> _Text excerpt_:
____
I remember when me and Clio shunned year 11 prom to watch a crappy copy of Pysch-Out on vhs and eat Chinese food with the boys. I felt too paralysed with fear at the thought of joining the other girls in my year with their toilet-roll-cover dresses and fake tan smell.

I remember lusting over the most amazing girl over Myspace when I was fifteen. She had bright, bubblegum blue hair and massive tits and wore the most hideous, lurid dresses that never sell in vintage shops, with a necklace of dolls heads and crayoned-on Barry M make up. There was this phenomenal picture of her on all fours, roaring up from the pavement like a blue maned lion, with a humongous pile of sick in front of her, her half lidded eyes and spittled pink lips swollen with pride. Perhaps instead of accepting that I had the potential to be perfectly normal after years of doubt, I could be a fully fledged feminist internet icon. Or maybe I'm just suffering from juvenile tumblr envy. I'll get back to my dusty academic subject of choice and my Nick Drake appreciation and muted wardrobe colour scheme. Being on the cusp of final teenagehood and emotional stability can seem kinda boring sometimes.

I guess being alternative is all relative. After being un-intentionally different, lauded and mocked through school, the stigma attached in university to wanting to, or seeming to want to be different is seen as disgustingly hip. Through layers of ironic self detachment every valid cause can stink of a crowd mentality. Not fitting in is fitting in.

Having rocks thrown at you when you were ten years old for wearing tie-dye and flares on non uniform day, only three other people standing near to you for wearing black lipstick at the school disco when you were twelve, nearly being glassed for having pink hair and purple docs at thirteen, having people bitch and whisper in the common room when you walked past with a Butthole Surfers t-shirt and a PVC skirt at sixteen, the constant taunts of skinny, stinking, hippy, freak. And it went deeper than the clothes. People genuinely believed in High School that I was horribly, undeniably, strange and creepy. Rumours that I was a slutty, lesbian, drug addict frequently circulated during my high school career. To this day although they're utter lies, I am sort of morbidly proud of this, despite being reduced to tears at the time.

  Completely lame and self-indulgent, but these memories help me remember that I'm not getting washed away into the sea of hipsters intentionally. I miss being part of the 'weirdos' that collected under the surface when we all lived in this town, when I felt like our own sub-culture could exist without the scorn of being deemed 'hip'. Back when we didn't have to be so self-aware of our own cultural identities, and could like something for the joy of it being different to what we were involuntarily subjected to. After multiple talks over the months on this subject with friends, I have decided that maybe I'm holding back for the sake of being more socially acceptable. Despite in all probability being perhaps disappointingly normal, I still withold pointless, yet vital information at times. Like my fascinations with John Waters/teen problem pages/tits for example. This is why I have decided from now on to hold back less on what I'll write about. And learn to love that painful but proud feeling of heart-aching, stomach-churning, cringe that comes with every grateful blog view.
____
> _Exercises to complete_:
- 1) In the blog post about being alternative, what color hair did the girl the writer admired on Myspace have?
- 2) Write the next part of the blog post about being alternative, picking up after its last sentence.
The records come from a separate source and have no connection to the blog post.

> _Dataset records_:
____
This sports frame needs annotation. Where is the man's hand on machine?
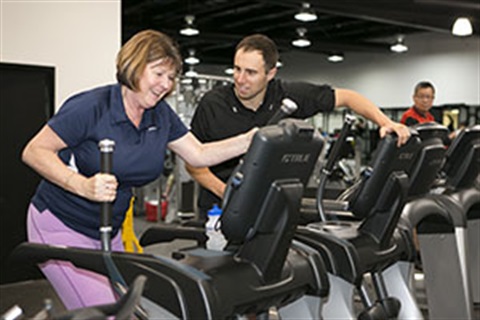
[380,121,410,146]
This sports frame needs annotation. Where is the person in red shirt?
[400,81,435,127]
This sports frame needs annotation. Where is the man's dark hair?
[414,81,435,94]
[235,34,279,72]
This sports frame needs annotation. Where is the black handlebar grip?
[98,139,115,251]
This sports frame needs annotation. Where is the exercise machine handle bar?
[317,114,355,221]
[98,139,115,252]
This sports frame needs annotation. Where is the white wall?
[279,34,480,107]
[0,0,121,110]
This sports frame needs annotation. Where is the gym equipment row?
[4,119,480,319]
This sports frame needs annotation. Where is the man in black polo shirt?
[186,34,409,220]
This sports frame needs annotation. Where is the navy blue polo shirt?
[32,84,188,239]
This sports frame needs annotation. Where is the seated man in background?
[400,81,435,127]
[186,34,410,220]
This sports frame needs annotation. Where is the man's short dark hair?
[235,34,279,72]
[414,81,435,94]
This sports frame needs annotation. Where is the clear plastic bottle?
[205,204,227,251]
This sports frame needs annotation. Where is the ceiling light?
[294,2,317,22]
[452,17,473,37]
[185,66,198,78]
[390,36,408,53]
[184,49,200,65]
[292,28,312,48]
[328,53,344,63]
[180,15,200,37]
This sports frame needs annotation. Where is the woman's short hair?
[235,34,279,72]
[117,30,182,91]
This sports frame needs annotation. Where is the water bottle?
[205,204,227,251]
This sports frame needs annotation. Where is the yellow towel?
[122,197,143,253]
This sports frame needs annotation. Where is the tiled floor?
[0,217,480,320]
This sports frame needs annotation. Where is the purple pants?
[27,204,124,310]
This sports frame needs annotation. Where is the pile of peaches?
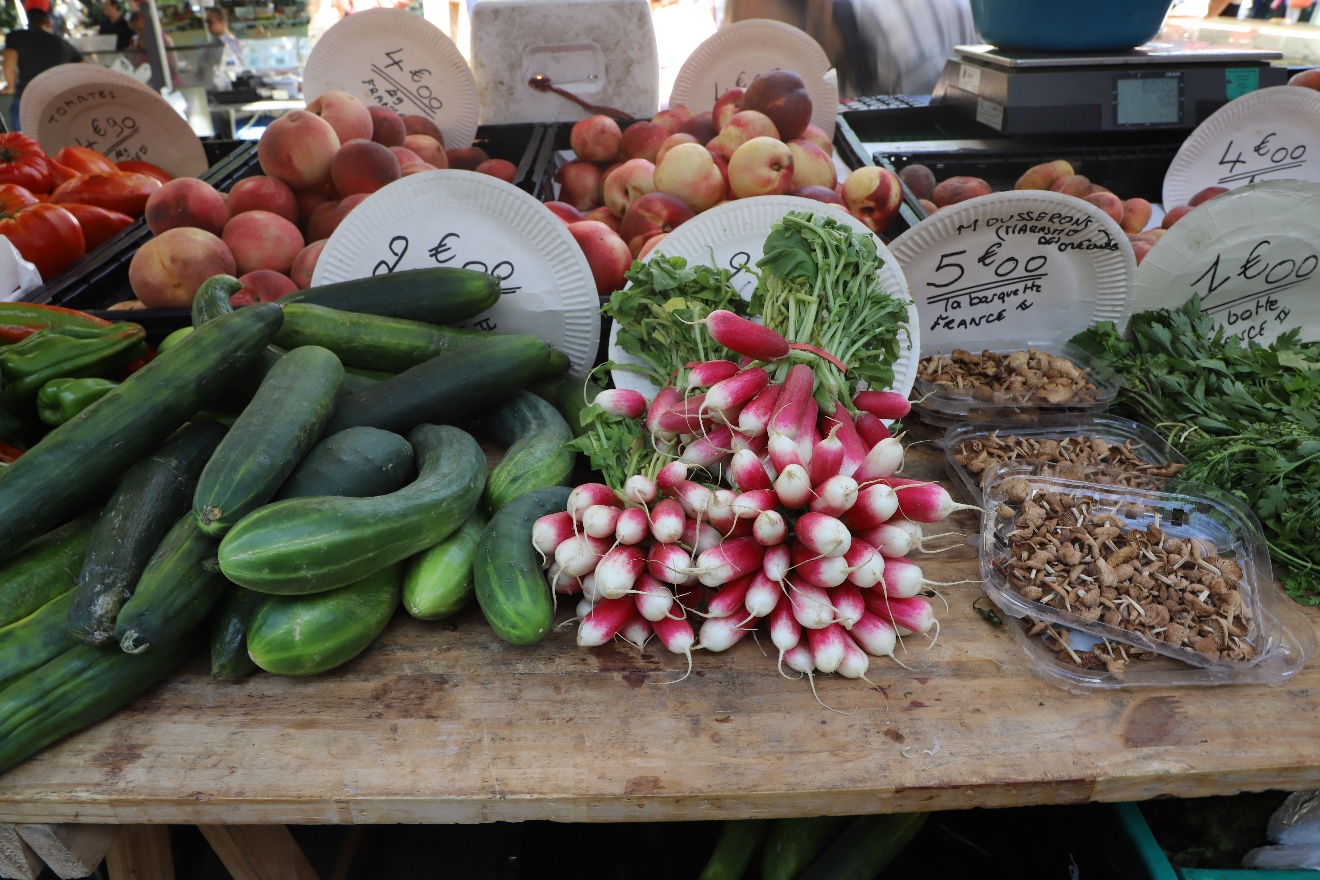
____
> _Answers to the exercise_:
- 1) Bright, bubblegum blue.

- 2)
I kept thinking about this all last night, and when the birds had started chirping I thought back to an article I'd read in the Metro that day. Apparently whales all sing varitations of the same song in mating season, until a few of them break out their own unique tune and gradually everyone copies them, as some are born to be different, and others spend their whole lives trying to conform. I wonder if those whales had armpit hair, whether they would be the armpit-shaving kind...

Back yem.

Spent the evening in an old Victorian theatre by the city walls, listening to the beautiful warblings of Geordie folk singing sisters. Their songs perfectly evoke the spirit of crisp beaches, winter quayside walks, grey winding rivers and dreary crowded docks. All in gorgeous husky voices and a spot of clog dancing thrown in. It was all a bit too perfect, and Trembling Bells supported them so I also got to meet my hair idol, Lavinia Blackwall. Listening to The Unthanks and their Geordie witticisms on stage between songs, I wonder if that Northumbrian, folklore image is translated amongst those who aren't natives in quite the same way. Morrissey's Every Day Is Like Sunday, Billy Eliot, Grey Street, Blaydon Races, bitter cold walks on the quayside in winter and thick accented old men in swirly carpeted pubs. It's good to be home.
 
 
Here's a particularly, excellently miserable song they played. Coal houses, broken hearted lasses at railways stations, poor lads and hungry bairns are all recurrent themes in their lovely, melancholy catalogue.

Tuesday 12 April 2011

Dad at Oxford in the 70s

I take a lot of advice from my dad, seen as he's liberal and has good taste in music, I've always thought he was pretty cool. But if there's one moment in my life I won't be following his example in, it'd be taking acid before my driving test. Though he did pass so maybe it works...

Friday 8 April 2011

April Fools

At twenty past seven on Saturday morning I was sat in Oscar’s bed, watching the pink blossom on the opposite side of the street swaying almost undetectably. I was trying to figure out if there was a slight breeze, or if my eyes were making everything sway in a sickly, languid way resembling the way my body felt. Antoine was squashed in to the left of me.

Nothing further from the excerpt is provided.